REQUIRED WORK
Shift every bounding-box coordinate in the answers up by 27 while writing out the records again, starting with the line that contains "Help a blind user: the screenshot is above. Find the eroded" and going on through the line that contains "[213,305,533,480]", with the requests included and both of those lines kept. Give only those lines, and leave the pictures out.
────────────────
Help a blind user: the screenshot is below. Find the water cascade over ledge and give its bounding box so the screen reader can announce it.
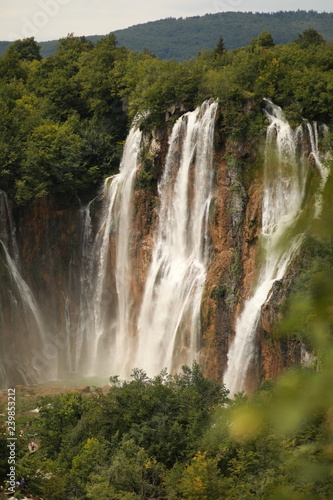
[223,100,328,395]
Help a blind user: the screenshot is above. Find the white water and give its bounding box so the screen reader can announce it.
[0,191,54,384]
[224,101,328,396]
[91,127,142,375]
[133,102,217,376]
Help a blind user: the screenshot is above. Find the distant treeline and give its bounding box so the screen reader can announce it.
[0,10,333,60]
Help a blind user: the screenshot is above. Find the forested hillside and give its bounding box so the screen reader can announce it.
[0,10,333,61]
[0,29,333,204]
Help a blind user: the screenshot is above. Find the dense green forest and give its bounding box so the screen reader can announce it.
[0,28,333,500]
[0,10,333,61]
[0,28,333,204]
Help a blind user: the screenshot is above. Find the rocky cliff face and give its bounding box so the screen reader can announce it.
[0,108,312,391]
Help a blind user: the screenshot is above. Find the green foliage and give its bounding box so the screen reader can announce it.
[8,37,42,61]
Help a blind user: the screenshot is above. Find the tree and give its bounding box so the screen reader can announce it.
[8,36,42,61]
[257,31,275,48]
[296,28,325,49]
[214,36,226,57]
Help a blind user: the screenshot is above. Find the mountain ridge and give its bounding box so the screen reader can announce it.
[0,10,333,60]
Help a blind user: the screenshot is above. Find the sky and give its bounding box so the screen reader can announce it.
[0,0,333,42]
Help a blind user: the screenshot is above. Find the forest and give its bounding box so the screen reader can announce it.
[0,28,333,205]
[0,10,333,61]
[0,24,333,500]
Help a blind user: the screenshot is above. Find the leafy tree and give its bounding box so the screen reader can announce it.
[296,28,325,49]
[257,31,275,48]
[8,37,42,61]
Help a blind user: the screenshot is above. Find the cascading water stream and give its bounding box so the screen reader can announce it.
[91,126,142,375]
[224,101,327,396]
[134,102,217,376]
[0,191,55,384]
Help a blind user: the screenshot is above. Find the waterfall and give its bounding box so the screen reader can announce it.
[91,126,142,375]
[224,100,328,395]
[0,191,55,385]
[134,102,217,375]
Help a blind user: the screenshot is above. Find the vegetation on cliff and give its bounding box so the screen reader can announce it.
[0,28,333,204]
[0,10,333,61]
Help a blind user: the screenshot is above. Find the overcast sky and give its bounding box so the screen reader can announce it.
[0,0,333,41]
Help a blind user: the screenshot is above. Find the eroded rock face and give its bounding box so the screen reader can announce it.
[0,115,302,391]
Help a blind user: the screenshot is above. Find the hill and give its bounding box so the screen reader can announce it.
[0,10,333,60]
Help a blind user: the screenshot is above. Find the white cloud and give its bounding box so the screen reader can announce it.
[0,0,333,41]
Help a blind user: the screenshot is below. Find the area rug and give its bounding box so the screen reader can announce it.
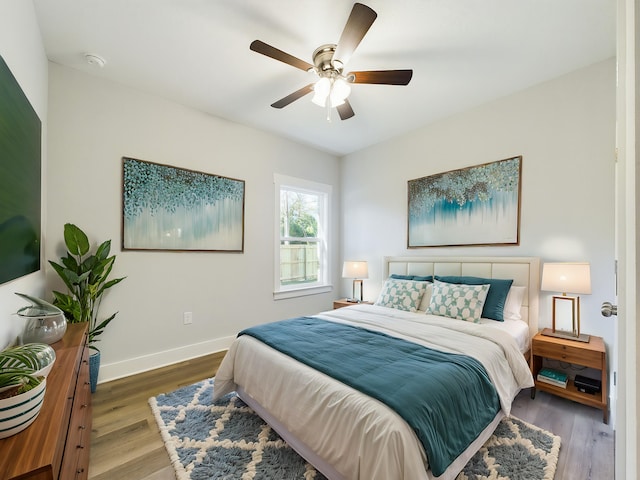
[149,378,560,480]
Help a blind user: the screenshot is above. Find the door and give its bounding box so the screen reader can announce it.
[611,0,640,480]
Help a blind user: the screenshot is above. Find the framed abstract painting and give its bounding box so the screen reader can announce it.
[122,157,245,252]
[0,57,42,284]
[407,156,522,248]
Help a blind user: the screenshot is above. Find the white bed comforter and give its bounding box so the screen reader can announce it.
[213,305,533,480]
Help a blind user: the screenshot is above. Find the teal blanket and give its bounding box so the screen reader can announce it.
[238,317,500,476]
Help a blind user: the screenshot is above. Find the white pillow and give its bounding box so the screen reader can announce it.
[418,282,433,312]
[504,286,527,320]
[375,278,427,312]
[427,280,491,323]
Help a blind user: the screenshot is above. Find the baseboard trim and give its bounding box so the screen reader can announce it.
[98,335,236,384]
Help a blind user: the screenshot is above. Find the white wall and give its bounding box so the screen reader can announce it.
[342,59,616,394]
[46,64,340,381]
[0,0,47,349]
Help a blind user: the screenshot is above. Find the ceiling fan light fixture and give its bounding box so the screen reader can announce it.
[311,77,331,107]
[311,77,351,108]
[330,78,351,107]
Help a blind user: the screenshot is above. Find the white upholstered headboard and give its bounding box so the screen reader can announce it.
[382,256,540,337]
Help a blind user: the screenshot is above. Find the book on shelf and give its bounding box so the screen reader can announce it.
[537,368,568,388]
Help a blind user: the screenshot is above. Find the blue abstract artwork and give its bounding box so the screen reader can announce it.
[122,157,244,252]
[407,156,522,248]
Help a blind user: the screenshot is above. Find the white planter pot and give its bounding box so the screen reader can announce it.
[0,379,47,438]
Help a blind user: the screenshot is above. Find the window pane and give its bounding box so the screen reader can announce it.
[280,189,320,238]
[280,241,320,286]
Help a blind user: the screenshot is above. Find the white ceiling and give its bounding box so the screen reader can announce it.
[34,0,616,155]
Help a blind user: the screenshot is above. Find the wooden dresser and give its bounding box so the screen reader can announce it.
[0,323,91,480]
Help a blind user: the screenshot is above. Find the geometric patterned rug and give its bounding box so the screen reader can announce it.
[149,378,560,480]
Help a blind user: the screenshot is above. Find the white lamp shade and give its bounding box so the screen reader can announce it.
[342,260,369,278]
[540,262,591,294]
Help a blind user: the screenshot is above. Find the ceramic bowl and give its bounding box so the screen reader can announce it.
[0,379,47,438]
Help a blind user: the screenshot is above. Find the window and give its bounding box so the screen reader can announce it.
[274,175,331,299]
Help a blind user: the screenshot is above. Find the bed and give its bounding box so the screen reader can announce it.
[214,256,539,480]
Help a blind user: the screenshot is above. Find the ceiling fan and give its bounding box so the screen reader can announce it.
[249,3,413,120]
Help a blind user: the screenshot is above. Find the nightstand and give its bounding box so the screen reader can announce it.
[530,332,609,423]
[333,298,373,310]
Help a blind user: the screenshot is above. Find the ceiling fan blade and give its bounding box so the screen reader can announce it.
[271,83,313,108]
[333,3,378,65]
[249,40,313,72]
[347,70,413,85]
[336,98,355,120]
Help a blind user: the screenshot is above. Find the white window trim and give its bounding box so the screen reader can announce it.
[273,173,333,300]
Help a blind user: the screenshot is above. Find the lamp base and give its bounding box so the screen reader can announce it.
[542,328,591,343]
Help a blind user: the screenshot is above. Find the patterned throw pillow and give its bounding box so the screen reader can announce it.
[427,280,489,323]
[375,278,427,312]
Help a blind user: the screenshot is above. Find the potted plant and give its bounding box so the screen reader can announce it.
[0,343,56,438]
[49,223,126,392]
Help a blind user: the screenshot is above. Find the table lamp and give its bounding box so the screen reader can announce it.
[540,262,591,342]
[342,260,369,303]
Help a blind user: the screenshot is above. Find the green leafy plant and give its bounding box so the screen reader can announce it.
[0,343,55,398]
[49,223,126,350]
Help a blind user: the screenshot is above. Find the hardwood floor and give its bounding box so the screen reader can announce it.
[89,352,224,480]
[89,352,614,480]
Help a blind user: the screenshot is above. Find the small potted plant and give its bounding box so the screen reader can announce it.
[49,223,126,392]
[0,343,56,438]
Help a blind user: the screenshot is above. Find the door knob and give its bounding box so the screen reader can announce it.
[600,302,618,317]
────────────────
SOLUTION FOR THIS TASK
Help a blind user: the screenshot is above. Find the eroded rock face and give its bounding box so the screen reader can announce it.
[27,142,329,418]
Help a blind user: the screenshot is above. Find the hill and give its bounding box so the screen reader can announce it.
[27,37,360,87]
Help a blind user: the screenshot is above. Find the white cloud and give its bounding box so the screen reader can announce it.
[27,27,360,68]
Help a blind user: the screenshot is below. Find the area rug and give its bounding box so the screen reader can announce it.
[176,405,587,507]
Help a blind user: the screenshot is above. Find the door and give its bounding box so the screen reader can announce it.
[638,27,667,507]
Help a blind user: the screenshot is above. Find the framed abstract painting and give its bounding box so the screen reader can announce it.
[149,184,272,279]
[27,84,69,311]
[434,183,549,275]
Help a blind user: the screenshot is above. Find the white bed comforter and give its bounding box so the screen reader can announce it.
[240,332,560,507]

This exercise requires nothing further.